The first system was based on Mark Houston's 'Oppo' player as the source into his most recent fet preamp, the SOZ, via the Allan Wright silver/copper Interconnect cables the simple KT88 3watt valve power amp effectively drove the Fostex FE 206E drivers in their Double Bass Chambers quite a 3 watt surprise!

The valve amp was then exchanged for Dave Duffin's new First Watt F5 clone amplifier (a China kit) and the Cat5 speaker wire - a very different sound indeed, very fast, excellent detail, effortless and altho a bit bright with the Fostex speakers, gave an indication of just what this amp is capable of amazing simple design with remarkable performance, an ideal "club project".

After coffee, John Corneille fired up his "Analogue" system with the most unusual 16" Bayer cutting lathe turntable fitted with the excellent Project carbon fibre tonearm carrying the Denon cartridge. The Lux C383 preamp into the legendry Lux MQ36 OTL valve power amp drives the Audax Aerogel drivers in a line array 36 ohm configuration with a most unusual high diffraction cabinet, and it works very well indeed.

The very wide collection of static displays included Bob Fields high current version of the F5 amp, a valve transistor hybrid amp (Martin Pike), a 3875 gainclone with computer cooling system, a Jaycar '86 gainclone amp, a number of preamps including Allan's, a Martin Vallock, modded Hafler 101, AMB yz dac, Dipole subfilter, Matt/Ron's 2 way speakers, modded EV with ribbon tweeters, etc. Please excuse me if I have left some out.

It was a very pleasant surprise to see the high quality of the display items.

James Hill

November 2010 Rockian Trading

Once again we were indebted to Greg and Yvonne Osborn for providing the system we used to demonstrate some of the new recordings for 2010. The speakers and amplifiers were all new and improved models from the set-up last year. Once again the system was outstanding and we were able to discern all of the sound subtleties that the wide variety of recordings we played contained.

The equipment used was

Osborn Epitome Tower Reference speakers.

Consonance CYBER 845S 28 watt class A, single-ended, mono-block, valve amplifiers.

Consonance R 1.3 valve pre-amplifier.

Consonance Droplet CD50 VD CD-player.

All powered through a Consonance Line-conditioner.

All connected by Osborn interconnect cable and Osborn speaker cables.

For more information please contact Osborn No Compromise Loudspeakers www.osborn.com.au

The first recording demonstrated was The London Harp Sound conducted by Australian born Geoffrey Simon on Cala Records. I think this recording of 16 of the world's finest harpists is too subtle for the large space of the Willis Room and the stereo imaging was not altogether clear.

This was followed by tracks from two 1970s Doobie Brothers albums on hybrid SACD from Mobile Fidelity. They were The Captain and Me and Takin It To The Streets. These were definitely not subtle. Nor was the hit track "Cold as Ice" from the self-titled Foreigner album on Mobile Fidelity.

We then played some brief sections of two tracks from the Stockfisch CD produced specially for the European Auto Sound Association to test and judge carsound competitions. Although this CD is designed for judging a car-stereosystem, it is also a very helpful tool for your home stereo, particularly the live recording of Chris Jones and Allan Taylor performing Tennessee Waltz.

We then played, for comparison, some classical guitar composed by Fernando Sor on a Linn Records SACD and a Dorian/Sono-Luminus CD. Next we heard a particularly unusual recording from Dorian/Sono-Luminus of The Modern Mandolin Quartet performing an all-classical program including Tchaikovsky's Nutcracker Suite.

Dataset entries:
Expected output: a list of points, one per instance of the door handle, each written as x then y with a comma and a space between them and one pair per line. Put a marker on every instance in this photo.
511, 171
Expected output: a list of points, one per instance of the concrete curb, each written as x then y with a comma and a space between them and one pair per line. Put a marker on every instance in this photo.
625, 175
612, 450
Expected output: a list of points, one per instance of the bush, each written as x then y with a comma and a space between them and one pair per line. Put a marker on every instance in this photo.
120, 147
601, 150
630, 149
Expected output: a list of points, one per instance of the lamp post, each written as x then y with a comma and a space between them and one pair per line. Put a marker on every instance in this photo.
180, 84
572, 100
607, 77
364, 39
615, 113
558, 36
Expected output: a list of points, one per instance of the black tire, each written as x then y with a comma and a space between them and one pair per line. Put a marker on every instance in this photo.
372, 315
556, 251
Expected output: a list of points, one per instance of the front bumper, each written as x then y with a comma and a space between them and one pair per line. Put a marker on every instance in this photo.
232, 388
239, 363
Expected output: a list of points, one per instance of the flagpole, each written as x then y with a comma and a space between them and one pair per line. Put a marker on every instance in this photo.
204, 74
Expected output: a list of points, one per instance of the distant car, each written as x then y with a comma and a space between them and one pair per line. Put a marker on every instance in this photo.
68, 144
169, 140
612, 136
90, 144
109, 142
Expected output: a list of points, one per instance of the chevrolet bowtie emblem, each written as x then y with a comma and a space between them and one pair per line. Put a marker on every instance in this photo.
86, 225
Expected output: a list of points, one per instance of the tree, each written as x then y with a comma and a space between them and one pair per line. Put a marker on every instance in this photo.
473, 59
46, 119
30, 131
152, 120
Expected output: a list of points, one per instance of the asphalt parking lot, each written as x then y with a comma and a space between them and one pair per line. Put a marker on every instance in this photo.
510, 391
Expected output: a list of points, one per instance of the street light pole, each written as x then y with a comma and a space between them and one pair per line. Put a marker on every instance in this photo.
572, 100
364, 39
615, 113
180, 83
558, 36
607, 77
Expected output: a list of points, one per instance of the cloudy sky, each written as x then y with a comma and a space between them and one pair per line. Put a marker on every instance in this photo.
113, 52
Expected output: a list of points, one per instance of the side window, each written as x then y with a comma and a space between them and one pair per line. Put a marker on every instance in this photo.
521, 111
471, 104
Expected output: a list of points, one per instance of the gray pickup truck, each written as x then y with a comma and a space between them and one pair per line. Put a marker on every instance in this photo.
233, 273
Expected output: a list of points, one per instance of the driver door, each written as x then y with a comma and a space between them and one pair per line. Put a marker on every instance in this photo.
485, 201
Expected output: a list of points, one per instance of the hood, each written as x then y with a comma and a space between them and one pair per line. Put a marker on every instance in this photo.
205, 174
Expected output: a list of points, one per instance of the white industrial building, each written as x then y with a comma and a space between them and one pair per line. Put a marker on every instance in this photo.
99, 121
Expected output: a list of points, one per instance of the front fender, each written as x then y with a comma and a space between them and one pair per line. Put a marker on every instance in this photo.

> _Written request 1_:
List every Consonance component named in the equipment list of the audio report.
> _Written request 2_:
According to the audio report, what turntable did John Corneille's "Analogue" system use?
> _Written request 3_:
Copy the audio report word for word from "All connected by" up to and including "not altogether clear.".
These lines have no connection to the audio report.

> _Full solution 1_:
Consonance CYBER 845S amplifiers, Consonance R 1.3 valve pre-amplifier, Consonance Droplet CD50 VD CD-player, Consonance Line-conditioner

> _Full solution 2_:
A 16" Bayer cutting lathe turntable.

> _Full solution 3_:
All connected by Osborn interconnect cable and Osborn speaker cables.

For more information please contact Osborn No Compromise Loudspeakers www.osborn.com.au

The first recording demonstrated was The London Harp Sound conducted by Australian born Geoffrey Simon on Cala Records. I think this recording of 16 of the world's finest harpists is too subtle for the large space of the Willis Room and the stereo imaging was not altogether clear.